▶ [DOCUMENT PASSAGE]:
____
Counsel for the applicants confirmed that the claim in the preceding paragraph was not that the Mauritian government and health system would randomly provide unrelated medication without reference to the condition of a patient, but rather the medication provided would not necessarily be the appropriate medication (Tp 40.30-35).
Applicants’ submissions
The applicants say evidence of the claim as articulated in [61] of this judgment being made to the Tribunal can be found in three places:
(a)First, the written submissions dated 19 March 2019 of the applicants’ registered migration agent found at CB 254.
(b)Second, the corroborating evidence of the first applicant’s doctor, Dr Afrin, in the letter dated 1 April 2019 found at CB 282.
(c)Third, the oral evidence of the first applicant and the third applicant (being the first applicant’s mother) found in the transcript of the Tribunal hearing.
The applicants say (as recorded at Tp 13.23-34) that the first piece of evidence of the claim being put before the Tribunal, being the written submissions of the applicants’ registered migration agent at CB 254, can be found in the following statement relating to the first applicant’s use of clozapine and his non-responsiveness to other medications:
It is noted that this drug (clozapine) is for treatment resistant schizophrenia which reflects the applicant’s history of non-response to other treatments. It is therefore submitted that it may not be possible to treat the applicant’s current condition in Mauritius and that his fear of suffering serious harm and possible death as a result are well founded.
____
Records excerpted from a collection
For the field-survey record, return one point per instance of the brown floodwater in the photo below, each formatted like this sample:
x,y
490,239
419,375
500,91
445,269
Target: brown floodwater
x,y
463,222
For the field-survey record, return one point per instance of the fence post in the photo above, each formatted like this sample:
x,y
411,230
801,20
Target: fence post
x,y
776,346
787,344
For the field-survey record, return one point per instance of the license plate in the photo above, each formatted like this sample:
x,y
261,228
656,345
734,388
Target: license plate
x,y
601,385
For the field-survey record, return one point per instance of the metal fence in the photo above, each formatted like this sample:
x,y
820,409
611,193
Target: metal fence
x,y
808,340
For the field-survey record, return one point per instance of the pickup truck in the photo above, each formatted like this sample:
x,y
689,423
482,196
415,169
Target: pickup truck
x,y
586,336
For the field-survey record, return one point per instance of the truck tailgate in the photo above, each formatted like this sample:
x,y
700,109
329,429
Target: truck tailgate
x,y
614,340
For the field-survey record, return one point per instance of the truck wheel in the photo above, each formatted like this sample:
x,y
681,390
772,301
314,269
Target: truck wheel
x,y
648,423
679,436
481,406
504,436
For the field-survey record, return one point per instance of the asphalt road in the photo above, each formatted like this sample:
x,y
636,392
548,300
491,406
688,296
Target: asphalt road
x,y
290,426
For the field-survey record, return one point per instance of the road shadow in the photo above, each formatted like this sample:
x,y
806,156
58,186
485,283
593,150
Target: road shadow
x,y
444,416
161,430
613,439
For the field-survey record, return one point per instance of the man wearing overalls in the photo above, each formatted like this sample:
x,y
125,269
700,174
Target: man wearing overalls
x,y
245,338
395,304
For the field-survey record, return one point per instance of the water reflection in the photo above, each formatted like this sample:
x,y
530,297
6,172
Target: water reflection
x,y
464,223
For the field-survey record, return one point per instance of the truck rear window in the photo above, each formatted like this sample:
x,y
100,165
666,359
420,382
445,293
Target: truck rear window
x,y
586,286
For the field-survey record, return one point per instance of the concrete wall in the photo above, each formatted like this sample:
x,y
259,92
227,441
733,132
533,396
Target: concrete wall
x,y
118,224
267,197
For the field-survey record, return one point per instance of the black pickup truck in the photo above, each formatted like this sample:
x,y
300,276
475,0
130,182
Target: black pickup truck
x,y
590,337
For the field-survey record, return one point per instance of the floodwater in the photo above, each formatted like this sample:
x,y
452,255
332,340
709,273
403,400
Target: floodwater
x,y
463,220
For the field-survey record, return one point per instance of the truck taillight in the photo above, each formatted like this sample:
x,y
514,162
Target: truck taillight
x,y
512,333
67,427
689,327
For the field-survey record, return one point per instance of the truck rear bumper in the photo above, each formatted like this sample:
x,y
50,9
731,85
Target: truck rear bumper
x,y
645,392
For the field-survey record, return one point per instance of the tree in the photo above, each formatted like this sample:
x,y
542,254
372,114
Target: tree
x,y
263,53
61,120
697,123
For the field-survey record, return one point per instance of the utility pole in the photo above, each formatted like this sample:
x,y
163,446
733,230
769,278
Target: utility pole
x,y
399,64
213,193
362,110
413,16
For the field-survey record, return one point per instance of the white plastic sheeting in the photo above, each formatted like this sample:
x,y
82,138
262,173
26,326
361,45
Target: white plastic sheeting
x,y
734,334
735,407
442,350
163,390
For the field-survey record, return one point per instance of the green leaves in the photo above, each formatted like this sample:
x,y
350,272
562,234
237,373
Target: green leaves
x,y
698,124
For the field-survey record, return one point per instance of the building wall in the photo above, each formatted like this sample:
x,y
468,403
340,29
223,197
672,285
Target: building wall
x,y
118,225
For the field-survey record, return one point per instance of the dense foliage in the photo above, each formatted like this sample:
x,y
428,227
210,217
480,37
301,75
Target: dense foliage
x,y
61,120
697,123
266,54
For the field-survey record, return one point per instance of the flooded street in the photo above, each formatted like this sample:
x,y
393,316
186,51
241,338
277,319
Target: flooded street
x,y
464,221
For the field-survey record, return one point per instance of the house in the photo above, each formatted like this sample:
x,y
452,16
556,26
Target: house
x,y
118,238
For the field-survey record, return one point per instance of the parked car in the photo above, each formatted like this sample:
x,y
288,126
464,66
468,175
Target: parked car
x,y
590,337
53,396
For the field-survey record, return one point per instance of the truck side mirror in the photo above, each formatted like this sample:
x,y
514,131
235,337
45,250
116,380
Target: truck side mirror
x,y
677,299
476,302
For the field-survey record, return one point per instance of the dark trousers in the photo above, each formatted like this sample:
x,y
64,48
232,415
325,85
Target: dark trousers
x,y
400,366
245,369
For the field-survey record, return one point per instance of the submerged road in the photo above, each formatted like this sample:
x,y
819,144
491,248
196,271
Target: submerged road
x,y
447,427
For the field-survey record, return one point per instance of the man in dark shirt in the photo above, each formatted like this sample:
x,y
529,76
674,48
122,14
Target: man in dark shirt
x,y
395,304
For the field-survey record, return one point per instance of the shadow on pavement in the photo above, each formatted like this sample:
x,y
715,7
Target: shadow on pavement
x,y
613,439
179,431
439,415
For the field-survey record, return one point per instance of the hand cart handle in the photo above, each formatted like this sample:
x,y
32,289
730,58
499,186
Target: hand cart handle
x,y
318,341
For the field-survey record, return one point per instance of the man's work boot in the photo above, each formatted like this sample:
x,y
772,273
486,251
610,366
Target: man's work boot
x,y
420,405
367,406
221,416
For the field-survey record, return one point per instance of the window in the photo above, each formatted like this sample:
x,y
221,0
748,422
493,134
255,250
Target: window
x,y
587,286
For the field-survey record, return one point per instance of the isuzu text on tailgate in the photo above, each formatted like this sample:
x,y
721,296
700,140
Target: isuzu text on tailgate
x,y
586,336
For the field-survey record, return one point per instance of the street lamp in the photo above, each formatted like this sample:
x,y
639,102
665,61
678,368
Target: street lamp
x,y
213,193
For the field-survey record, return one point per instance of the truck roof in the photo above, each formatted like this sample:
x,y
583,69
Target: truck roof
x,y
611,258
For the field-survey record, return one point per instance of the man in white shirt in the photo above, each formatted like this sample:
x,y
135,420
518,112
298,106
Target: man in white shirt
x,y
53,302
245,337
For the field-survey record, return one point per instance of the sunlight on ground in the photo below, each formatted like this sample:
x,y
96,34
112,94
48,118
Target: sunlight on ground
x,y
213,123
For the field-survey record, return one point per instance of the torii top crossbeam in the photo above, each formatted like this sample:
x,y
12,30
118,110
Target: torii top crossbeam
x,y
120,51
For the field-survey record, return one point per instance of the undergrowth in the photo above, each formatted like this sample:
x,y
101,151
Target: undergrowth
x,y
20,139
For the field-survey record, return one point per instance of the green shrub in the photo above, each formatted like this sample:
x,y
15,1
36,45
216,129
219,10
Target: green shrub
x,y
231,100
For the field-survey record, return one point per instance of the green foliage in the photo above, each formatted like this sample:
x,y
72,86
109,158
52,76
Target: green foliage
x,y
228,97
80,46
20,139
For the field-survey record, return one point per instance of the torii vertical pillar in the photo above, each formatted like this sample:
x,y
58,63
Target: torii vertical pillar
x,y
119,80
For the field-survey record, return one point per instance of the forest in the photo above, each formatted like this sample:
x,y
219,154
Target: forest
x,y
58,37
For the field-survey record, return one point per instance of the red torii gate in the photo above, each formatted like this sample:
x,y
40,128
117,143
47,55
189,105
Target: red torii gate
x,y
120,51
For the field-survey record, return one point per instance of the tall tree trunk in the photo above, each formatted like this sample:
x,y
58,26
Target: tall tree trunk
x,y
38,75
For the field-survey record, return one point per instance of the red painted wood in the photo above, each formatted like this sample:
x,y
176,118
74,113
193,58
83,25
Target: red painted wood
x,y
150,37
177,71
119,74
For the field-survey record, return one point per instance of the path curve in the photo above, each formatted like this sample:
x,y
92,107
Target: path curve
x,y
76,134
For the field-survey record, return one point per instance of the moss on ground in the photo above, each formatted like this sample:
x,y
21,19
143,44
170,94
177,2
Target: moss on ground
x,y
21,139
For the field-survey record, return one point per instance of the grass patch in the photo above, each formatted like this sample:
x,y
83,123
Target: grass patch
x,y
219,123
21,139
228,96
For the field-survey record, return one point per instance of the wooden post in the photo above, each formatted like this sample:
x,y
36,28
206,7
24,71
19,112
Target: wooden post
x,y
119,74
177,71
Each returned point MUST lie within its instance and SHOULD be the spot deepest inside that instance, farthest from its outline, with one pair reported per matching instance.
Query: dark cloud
____
▶ [PROBLEM STATEMENT]: From the judgment excerpt above, extract the passage starting at "Applicants’ submissions" and ending at "found at CB 282.".

▶ [FINISHED TASK]:
Applicants’ submissions
The applicants say evidence of the claim as articulated in [61] of this judgment being made to the Tribunal can be found in three places:
(a)First, the written submissions dated 19 March 2019 of the applicants’ registered migration agent found at CB 254.
(b)Second, the corroborating evidence of the first applicant’s doctor, Dr Afrin, in the letter dated 1 April 2019 found at CB 282.